**Your task**
Present the data from the line containing "Target: snow patch on mountain" through the end of the data as a Markdown table with the columns Row and Entry. Number each line in Row, put the line in Entry, and omit blank lines.

**Supplied material**
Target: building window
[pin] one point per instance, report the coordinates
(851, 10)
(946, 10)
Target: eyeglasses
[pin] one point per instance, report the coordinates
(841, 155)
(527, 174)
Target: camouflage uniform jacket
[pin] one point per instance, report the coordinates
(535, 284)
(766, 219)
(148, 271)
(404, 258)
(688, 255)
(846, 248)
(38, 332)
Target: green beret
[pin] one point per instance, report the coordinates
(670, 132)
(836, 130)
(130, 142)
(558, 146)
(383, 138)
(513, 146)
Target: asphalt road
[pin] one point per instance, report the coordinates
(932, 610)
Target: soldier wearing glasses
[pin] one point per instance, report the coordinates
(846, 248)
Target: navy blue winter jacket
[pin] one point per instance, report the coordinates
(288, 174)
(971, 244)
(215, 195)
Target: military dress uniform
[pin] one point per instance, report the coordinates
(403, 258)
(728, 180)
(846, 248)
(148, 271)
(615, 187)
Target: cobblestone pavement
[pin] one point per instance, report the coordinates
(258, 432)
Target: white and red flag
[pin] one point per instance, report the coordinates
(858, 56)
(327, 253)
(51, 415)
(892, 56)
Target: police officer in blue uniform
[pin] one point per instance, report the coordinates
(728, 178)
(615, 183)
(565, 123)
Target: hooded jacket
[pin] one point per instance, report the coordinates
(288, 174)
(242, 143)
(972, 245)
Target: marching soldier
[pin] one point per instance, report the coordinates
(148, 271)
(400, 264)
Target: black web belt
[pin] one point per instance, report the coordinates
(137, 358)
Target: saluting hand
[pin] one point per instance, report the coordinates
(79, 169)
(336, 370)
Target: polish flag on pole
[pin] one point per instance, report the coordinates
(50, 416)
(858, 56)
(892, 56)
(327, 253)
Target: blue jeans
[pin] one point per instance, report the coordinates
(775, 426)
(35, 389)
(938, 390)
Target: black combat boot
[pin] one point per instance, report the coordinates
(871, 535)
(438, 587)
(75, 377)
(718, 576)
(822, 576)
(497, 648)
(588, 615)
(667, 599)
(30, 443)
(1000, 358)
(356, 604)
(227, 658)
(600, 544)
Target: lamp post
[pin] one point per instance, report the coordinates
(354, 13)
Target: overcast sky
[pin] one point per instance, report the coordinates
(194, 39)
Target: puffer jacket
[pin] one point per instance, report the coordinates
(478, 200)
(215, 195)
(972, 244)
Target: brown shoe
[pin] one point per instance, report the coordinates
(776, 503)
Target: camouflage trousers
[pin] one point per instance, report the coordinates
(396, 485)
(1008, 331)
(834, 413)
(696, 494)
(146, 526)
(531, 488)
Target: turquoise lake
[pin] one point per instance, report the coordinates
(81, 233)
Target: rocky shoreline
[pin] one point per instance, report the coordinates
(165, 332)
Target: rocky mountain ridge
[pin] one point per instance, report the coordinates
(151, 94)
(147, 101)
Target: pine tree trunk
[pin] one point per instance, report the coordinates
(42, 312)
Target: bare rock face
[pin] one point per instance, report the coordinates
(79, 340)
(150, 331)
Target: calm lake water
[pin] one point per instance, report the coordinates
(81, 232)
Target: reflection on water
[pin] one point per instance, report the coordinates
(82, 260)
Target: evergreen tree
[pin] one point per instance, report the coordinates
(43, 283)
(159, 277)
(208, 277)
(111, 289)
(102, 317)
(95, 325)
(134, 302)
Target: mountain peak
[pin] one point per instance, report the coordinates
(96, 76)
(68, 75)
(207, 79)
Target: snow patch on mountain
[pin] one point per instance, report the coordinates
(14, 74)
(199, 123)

**Answer to this problem**
| Row | Entry |
|---|---|
| 1 | Target: snow patch on mountain |
| 2 | [pin] one point per instance, report the coordinates |
| 3 | (14, 74) |
| 4 | (199, 123) |